To do -
A. According to the description of the container's front frame, what can the tubular frame members preferably be made from?
B. Update the part of the front frame description starting with "In order to" and going on through "with the roof bow 16.", writing "coil springs" in place of "springs".
C. Take the description of the container's front frame further, beginning right after its final sentence.
start Passage given
Reference is now more particularly made to FIG. 5 which shows the front frame 30 as formed of tubular frame members, which members can preferably be lengths of steel electrical conduit pipe available at low cost. A transverse or bottom cross member 31 extends across and rests on the container floor 12 at the junction between the floor 12 and the container front wall 11 and will restrain the liner bag against rearward movement at its bottom front end. End portions 32 of the bottom member 31 are bent upwardly within the same plane and at right angles to the main elongated body of the member. They extend upwardly and rearwardly with respect to the container 10 as shown, when the frame 30 is installed. These end portions 32 receive within their open upper ends the lower ends 33 of a pair of parallel upright or side bracing members 34 of the frame 30. Taken together the members 31 and 34 form a generally U-shaped structure, positionable within the aforementioned angle junction at the bottom of the front wall 11, and extending upwardly and rearwardly to engagement against the forwardly facing surface of a downwardly projecting structural element of the container roof, i.e. the roof bow 16 of FIG. 5. The upper ends, or portions 35 of the members 34 snugly engage the roof bow 16.
In order to permit pre-assembly of the frame 30 before installation, the invention provides for momentarily shortening the effective height of the sides of the frame 30 by moving the lower ends 33 of the side members 34 downward within the upturned end portions 32 of the bottom cross member 31, against the bias of sturdy springs 40 (FIG. 2) fitted within the portions 32 and abutting against the bottom ends 33 of the side members 34. The springs 40 permit the side members 34 to be pushed downward so that their upper ends 35 can be positioned against the forward side of a roof bow 16. Once the frame 30 is in place the springs 40 urge the upper ends of the members 34 into tight contact with the roof bow 16.
A standard size frame 30 can be established for each of the different standard models of containers made by different manufacturers. Alternatively, and as is preferable, the spring arrangement 40 adapts a single frame for use with containers made by different manufacturers, and whose roof bow locations may differ slightly.
A top cross member 36 of the front frame 30 spans between support members 37 which extend forwardly at right angles to the canted side members 34 so as to extend slightly upward in the installed arrangement. Piping tees 38 at the lower ends of the members 37 are affixed by a snug slip fit, or are secured by set screws or the like, on the side members 34. Preferably, they are adjustable up or down to firm up the cross member 36 against the container front wall 11, preferably immediately beneath the front corner castings 17 as shown in FIGS. 1 and 2, after the side members 34 have been fitted against the container roof bow 16. However, as shown in FIG. 5, the member 36 need not be braced against the undersides of the corner castings 17, but may merely be against the front wall 11. In the preferred embodiment of the front frame 30 shown, the top cross member 36 has its end portions 39 bent or fabricated at right angles, and within the same plane, for reception of the support members 37. Optionally, springs 36a (FIG. 2) may be placed within the bent ends 39 biasing these ends and the support members 37 apart. Thus, the frame 30 is so dimensioned that its top cross member 36 engages the container front wall 11 when the frame is in position as shown best in FIG. 2, the slip fit of the tees 38 permitting adjustment as necessary. After placement the tees 38 can be crimped or otherwise locked in place, for example by fasteners such as screws, but it will be noted that the forces acting, and the geometry of the frame 30, wall 11, and front corner castings 17 are such that the top cross member will normally maintain its proper position against the wall 11 without such locking. The top cross member 36 serves the dual functions of maintaining the spread-apart relation of the upper ends 35 of the side member 34, and providing a rack along which the upper front end of the liner bag may be attached.
end Passage given
start Information supplied
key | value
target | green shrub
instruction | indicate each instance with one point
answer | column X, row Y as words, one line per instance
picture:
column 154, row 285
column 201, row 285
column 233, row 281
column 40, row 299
end Information supplied
Answers given -
A. Lengths of steel electrical conduit pipe.

B.
In order to permit pre-assembly of the frame 30 before installation, the invention provides for momentarily shortening the effective height of the sides of the frame 30 by moving the lower ends 33 of the side members 34 downward within the upturned end portions 32 of the bottom cross member 31, against the bias of sturdy coil springs 40 (FIG. 2) fitted within the portions 32 and abutting against the bottom ends 33 of the side members 34. The coil springs 40 permit the side members 34 to be pushed downward so that their upper ends 35 can be positioned against the forward side of a roof bow 16. Once the frame 30 is in place the coil springs 40 urge the upper ends of the members 34 into tight contact with the roof bow 16.

C.
The front end of the bag B is suspended from the top cross member 36 and secured to the bottom cross member 31 at the attachment areas 21 and 23 of the bag B in a manner which will be described in detail hereafter with reference to FIGS. 6, 7 and 8. The cross member 31, extending as it does across the entire internal width of the container 10, permits attachment and support of the entire width of the bag B along the bottom of its front end.
The frame 30 withstands forces transmitted by loads applied to and through the bag, B and transmits and distributes those forces to and between the floor 12, front wall 11 and roof bow 16 of the container 10, even when the container is tilted for unloading. Although the frame 30 has been described as constituted of tubular pipes it will be understood that rods, bars and even boards can be employed as frame members if desired, pipes as shown being preferred for their strength, lightness of weight and economical availability.
In certain applications of the invention it may be desirable to provide a top member joining the upper end portions 35 of the members 34, to lie against and along the roof bow 16. Such arrangements have added rigidity, but are not believed to be necessary in most cases.
It will also be noted that the front frame 30 as has been described may itself be usefully employed in some known bag liner arrangements to prevent bag rupture at the front end of the container.
However, during shipment, cargo contained in a bag-lined container of the type here described can shift rearward, or otherwise exert considerable pressure against the rear doors of the container. If the container is to be unloaded by tilting, the rear, lower end of the bag and the container doors will be heavily loaded. For these reasons, prior proposals and practices have sought to use heavy, temporary external bulkheads or rigid internal temporary bulkheads braced against the door frame 18, to support the rear end of the liner bag when the container is tilt-unloaded. In the present invention, an internal, fairly light and flexible temporary bulkhead is provided by a generally semi-cylindrical vertical bulkhead member 46 with a supporting frame and base assembly.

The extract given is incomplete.